Your regular MATCH() formula for Andrea over the data range returns wrong answer as it will find first occurrence of Andrea (which in this case happens to be on even row, hence a manager record).

So how would you write the lookup formula?

### Odd Lookup formula:

Let’s assume your data starts at B4 and goes for 200 cells (ie 100 employee and 100 manager names), and the employee name you want to lookup is in cell F4.

We can find the position of the employee using below MATCH formula. (Array formula, so press Ctrl+Shift+Enter after typing it)

`=MATCH(F4,T(OFFSET(\$B\$4,ROW(\$A\$1:\$A\$100)*2-2,,1,1)),0)`

This will give us the position of employee (ie 3 for Andrea Nichols in the sample data image above).

Once we have the position, we can use below INDEX formula to get the manager’s name.

`=INDEX(\$B\$4:\$B\$203,position*2)`

How do these formulas work?

The INDEX formula is fairly obvious. So let’s dig deep in to the MATCH formula.

1. First we extract all the odd cells in the range B4:B203 using `OFFSET(\$B\$4,ROW(\$A\$1:\$A\$100)*2-2,,1,1))` part. The `ROW(A1:A100)` portion generates an array of numbers from 1 to 100 which we then convert to even numbers using simple arithmetic.
2. We then use `T()` formula to convert the odd cell values in to an array of text values.
..............................
Your task
Continue the Excel tutorial on looking up names in odd rows from where it ends above.

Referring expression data
..............................
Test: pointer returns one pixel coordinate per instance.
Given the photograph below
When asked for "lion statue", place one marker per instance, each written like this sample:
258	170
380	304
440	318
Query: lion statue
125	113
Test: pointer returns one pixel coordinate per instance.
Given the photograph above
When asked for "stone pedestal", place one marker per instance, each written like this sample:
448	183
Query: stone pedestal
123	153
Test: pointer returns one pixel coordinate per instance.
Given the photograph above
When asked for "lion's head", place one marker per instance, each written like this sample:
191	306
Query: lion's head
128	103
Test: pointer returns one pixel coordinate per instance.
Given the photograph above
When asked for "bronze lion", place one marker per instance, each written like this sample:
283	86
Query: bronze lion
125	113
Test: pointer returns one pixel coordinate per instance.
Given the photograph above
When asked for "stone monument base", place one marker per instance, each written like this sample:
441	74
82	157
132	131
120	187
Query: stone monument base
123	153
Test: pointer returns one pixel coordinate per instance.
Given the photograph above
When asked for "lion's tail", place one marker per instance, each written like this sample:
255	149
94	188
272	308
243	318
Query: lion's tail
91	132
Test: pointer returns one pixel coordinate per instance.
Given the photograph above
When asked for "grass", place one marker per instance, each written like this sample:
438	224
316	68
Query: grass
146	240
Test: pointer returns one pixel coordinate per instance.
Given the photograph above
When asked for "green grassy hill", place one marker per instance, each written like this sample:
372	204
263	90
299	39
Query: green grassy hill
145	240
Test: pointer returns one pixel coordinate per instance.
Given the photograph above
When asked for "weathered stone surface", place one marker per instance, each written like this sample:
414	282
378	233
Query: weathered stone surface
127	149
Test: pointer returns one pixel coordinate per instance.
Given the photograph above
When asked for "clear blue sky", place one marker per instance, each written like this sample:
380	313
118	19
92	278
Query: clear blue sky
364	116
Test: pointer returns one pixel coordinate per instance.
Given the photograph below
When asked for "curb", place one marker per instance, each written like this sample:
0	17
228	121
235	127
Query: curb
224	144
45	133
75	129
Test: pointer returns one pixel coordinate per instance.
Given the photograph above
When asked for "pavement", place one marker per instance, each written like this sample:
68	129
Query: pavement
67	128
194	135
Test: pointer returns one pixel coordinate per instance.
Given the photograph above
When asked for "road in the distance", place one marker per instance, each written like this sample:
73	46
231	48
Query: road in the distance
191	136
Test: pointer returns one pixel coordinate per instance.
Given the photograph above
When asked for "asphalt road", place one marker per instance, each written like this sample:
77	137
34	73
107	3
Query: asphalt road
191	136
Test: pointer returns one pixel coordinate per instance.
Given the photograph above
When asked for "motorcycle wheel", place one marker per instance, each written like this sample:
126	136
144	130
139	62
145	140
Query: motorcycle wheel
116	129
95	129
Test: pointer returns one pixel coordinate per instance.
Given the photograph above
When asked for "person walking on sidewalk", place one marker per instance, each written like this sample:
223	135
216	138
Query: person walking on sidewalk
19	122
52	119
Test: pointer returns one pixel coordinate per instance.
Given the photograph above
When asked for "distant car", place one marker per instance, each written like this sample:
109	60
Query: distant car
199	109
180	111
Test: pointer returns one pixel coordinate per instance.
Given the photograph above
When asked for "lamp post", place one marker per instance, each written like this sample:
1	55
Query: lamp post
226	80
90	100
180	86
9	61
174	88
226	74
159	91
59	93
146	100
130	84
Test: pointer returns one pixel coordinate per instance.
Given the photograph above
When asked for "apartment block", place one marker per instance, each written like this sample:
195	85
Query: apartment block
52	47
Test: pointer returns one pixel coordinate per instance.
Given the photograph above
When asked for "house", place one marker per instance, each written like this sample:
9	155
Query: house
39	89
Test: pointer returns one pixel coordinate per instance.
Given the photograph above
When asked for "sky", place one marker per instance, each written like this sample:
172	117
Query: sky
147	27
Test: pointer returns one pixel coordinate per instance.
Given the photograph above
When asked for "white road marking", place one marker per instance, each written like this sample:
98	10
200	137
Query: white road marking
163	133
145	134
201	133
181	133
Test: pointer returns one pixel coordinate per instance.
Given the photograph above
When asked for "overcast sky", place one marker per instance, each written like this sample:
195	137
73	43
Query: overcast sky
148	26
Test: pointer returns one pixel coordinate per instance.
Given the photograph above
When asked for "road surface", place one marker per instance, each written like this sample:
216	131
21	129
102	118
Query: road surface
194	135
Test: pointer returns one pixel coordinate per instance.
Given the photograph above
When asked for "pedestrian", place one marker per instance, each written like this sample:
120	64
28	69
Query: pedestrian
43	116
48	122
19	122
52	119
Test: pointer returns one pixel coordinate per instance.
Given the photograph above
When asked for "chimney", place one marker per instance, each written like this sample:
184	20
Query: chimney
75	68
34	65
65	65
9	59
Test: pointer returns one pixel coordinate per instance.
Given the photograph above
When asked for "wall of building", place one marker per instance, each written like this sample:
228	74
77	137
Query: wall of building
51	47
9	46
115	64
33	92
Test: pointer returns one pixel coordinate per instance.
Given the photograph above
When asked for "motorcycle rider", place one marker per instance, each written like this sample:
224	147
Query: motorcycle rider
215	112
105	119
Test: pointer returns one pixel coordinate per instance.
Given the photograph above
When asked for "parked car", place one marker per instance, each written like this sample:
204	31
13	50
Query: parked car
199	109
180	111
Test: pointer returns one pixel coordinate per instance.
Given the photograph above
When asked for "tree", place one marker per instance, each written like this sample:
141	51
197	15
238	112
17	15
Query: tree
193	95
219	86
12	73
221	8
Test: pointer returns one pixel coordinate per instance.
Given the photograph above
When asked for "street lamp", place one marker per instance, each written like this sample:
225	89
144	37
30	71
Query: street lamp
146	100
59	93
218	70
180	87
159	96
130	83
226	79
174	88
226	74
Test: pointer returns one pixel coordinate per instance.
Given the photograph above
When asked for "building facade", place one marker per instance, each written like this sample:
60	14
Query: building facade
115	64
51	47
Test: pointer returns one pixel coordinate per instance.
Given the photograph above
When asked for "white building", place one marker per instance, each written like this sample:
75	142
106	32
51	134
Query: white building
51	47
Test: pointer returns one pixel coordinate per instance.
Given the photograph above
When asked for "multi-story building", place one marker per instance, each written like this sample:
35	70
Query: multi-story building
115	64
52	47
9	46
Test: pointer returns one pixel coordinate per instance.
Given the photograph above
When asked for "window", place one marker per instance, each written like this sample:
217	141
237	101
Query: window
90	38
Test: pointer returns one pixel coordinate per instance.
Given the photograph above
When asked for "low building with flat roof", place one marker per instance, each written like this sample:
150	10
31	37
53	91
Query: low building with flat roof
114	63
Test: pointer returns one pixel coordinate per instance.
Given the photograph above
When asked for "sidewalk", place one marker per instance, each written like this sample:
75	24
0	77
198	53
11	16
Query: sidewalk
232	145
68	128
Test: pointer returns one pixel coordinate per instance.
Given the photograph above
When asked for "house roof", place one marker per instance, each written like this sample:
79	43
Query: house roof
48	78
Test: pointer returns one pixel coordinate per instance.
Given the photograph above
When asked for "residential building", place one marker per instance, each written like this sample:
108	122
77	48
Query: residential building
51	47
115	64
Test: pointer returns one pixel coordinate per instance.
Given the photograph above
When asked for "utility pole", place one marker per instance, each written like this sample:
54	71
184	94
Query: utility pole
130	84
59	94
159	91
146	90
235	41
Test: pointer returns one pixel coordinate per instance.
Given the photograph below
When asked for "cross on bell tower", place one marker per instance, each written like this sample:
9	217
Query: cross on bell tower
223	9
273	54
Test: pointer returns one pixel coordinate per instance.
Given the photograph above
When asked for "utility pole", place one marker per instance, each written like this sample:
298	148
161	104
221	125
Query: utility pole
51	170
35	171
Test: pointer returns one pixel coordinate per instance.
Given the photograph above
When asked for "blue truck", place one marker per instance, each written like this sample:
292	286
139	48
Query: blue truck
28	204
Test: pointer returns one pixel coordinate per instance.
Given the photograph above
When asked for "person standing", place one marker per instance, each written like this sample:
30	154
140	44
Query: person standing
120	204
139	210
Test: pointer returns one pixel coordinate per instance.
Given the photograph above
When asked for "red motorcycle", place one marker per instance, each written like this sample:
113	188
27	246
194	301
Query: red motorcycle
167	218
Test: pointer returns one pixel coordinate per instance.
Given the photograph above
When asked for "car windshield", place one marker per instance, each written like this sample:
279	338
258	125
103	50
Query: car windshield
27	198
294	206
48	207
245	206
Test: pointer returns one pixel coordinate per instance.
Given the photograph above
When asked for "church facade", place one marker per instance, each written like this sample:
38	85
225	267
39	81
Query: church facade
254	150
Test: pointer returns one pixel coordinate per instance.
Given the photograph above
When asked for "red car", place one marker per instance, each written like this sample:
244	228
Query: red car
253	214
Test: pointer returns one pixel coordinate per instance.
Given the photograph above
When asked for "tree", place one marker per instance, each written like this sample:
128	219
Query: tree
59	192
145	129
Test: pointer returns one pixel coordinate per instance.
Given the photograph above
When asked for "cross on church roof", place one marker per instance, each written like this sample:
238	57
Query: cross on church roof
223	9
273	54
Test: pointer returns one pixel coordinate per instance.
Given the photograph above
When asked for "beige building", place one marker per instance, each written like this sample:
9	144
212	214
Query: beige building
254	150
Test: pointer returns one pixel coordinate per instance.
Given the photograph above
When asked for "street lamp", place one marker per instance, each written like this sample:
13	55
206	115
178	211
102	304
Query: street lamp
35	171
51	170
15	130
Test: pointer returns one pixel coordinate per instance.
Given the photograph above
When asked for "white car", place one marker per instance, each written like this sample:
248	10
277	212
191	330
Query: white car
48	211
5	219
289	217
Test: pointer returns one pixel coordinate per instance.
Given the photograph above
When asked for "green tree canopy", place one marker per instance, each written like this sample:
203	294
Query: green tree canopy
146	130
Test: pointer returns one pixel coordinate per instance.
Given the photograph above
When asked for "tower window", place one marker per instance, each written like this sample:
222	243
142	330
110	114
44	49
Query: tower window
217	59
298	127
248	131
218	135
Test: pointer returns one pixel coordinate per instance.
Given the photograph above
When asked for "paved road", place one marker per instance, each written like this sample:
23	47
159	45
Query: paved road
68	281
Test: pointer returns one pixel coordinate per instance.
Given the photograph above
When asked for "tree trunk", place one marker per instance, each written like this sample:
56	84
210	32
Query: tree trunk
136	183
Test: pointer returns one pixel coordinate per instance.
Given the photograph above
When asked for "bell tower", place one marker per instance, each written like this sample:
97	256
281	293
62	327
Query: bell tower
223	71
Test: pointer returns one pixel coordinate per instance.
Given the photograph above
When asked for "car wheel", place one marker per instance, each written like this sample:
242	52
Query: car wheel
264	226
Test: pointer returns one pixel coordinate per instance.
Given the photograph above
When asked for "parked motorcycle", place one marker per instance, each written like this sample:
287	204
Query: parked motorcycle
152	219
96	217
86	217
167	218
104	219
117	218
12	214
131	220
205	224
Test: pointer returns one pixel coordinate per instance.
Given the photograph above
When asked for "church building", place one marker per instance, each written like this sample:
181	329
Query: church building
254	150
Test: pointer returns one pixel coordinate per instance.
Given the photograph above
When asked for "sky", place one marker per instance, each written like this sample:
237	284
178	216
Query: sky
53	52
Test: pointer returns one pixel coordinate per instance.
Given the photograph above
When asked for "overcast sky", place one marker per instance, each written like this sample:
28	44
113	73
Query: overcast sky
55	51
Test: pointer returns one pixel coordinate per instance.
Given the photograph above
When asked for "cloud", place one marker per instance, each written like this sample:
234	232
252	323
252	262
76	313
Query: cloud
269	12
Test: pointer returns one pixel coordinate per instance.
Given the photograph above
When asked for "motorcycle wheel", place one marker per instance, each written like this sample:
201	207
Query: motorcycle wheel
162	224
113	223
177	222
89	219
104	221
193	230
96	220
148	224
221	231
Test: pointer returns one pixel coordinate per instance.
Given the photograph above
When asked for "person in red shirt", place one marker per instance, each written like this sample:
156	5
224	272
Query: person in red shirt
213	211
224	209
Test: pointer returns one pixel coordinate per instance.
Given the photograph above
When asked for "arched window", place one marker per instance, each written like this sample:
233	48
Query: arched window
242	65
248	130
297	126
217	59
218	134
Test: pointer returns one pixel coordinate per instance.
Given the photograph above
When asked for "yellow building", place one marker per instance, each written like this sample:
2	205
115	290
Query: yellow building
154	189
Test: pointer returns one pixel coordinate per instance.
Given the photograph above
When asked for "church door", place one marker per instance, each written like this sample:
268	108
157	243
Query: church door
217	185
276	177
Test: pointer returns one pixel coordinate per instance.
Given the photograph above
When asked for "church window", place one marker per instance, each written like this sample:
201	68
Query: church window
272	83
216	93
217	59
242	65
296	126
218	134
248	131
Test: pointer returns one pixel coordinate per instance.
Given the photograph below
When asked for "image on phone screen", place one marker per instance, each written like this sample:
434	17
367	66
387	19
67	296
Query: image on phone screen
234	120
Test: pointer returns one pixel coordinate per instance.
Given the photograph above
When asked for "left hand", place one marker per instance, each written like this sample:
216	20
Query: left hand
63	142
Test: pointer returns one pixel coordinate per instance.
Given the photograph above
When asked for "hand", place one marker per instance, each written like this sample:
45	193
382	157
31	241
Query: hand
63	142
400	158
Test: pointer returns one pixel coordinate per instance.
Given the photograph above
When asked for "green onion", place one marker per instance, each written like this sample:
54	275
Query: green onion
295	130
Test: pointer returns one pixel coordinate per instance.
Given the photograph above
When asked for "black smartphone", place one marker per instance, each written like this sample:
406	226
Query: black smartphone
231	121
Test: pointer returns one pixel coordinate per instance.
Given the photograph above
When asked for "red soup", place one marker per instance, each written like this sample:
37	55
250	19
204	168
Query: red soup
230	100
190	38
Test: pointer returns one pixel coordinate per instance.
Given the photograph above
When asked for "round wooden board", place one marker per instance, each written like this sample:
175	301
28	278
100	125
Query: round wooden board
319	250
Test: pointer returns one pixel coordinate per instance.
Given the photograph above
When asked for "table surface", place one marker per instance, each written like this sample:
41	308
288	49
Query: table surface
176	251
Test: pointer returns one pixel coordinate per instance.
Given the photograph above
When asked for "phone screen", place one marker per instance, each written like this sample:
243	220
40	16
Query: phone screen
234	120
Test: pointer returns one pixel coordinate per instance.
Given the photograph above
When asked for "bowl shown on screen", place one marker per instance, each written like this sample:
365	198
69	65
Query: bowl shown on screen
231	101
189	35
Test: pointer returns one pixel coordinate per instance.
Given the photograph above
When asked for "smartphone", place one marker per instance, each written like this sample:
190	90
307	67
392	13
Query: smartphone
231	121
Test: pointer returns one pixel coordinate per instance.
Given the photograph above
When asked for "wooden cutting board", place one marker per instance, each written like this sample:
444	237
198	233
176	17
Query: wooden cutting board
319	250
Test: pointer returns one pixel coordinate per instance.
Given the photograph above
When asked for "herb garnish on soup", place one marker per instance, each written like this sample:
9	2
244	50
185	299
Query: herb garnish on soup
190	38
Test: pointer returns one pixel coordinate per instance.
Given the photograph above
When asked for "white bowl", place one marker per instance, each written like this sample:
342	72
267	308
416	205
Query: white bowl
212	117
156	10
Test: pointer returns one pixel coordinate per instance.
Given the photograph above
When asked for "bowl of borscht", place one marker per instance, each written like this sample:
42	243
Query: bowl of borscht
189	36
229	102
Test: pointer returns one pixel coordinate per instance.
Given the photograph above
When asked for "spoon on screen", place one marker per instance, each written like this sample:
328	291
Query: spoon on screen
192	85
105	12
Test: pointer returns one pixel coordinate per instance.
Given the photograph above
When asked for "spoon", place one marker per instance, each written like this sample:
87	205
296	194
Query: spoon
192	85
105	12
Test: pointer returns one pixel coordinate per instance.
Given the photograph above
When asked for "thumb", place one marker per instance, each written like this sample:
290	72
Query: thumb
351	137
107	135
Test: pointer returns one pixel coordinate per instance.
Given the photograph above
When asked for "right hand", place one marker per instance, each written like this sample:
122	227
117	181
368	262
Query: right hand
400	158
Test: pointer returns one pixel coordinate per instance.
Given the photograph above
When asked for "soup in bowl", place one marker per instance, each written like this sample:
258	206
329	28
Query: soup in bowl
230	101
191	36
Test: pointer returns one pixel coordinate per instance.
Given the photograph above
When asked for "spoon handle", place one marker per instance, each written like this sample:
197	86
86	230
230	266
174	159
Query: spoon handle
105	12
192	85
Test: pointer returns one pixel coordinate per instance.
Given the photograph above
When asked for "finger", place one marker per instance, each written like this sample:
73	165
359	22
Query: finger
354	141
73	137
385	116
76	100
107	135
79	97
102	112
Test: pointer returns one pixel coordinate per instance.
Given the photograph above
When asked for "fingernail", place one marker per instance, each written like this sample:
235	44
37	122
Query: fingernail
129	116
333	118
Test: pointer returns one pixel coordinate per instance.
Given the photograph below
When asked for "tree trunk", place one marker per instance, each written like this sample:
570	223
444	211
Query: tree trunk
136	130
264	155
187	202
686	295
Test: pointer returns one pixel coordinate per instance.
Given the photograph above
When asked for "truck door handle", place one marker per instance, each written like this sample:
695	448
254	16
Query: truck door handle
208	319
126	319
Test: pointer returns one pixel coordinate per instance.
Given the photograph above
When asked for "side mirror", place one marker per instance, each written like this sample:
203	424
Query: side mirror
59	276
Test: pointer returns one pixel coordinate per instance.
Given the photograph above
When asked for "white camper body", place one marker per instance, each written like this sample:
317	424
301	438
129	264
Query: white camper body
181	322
..............................
Exercise response
3. Finally MATCH() looks for the employee name in F4 against this list to find the matching position.

Please refer to OFFSET tutorial & INDEX formula tutorial to understand the syntax and array usages.

How to make these formulas generic:

In our formulas above, we use a fixed range A1:A100 to generate the even numbers. If you have different sized list, you can use below generic version of the ROW formula.

Assuming your list is named list:

Replace the ROW() formula above with below version:

`ROW(\$A\$1:OFFSET(\$A\$1,COUNTA(list)/2,,))`

### How would you lookup odd values…

Bad data is everywhere. Recently, I have come across a data set that is precisely like this. I ended up using the above pattern to find the answer quickly.

### Even more odd data problems? We got you covered

Don’t let dirty data drag you down. Check out below resources to learn more.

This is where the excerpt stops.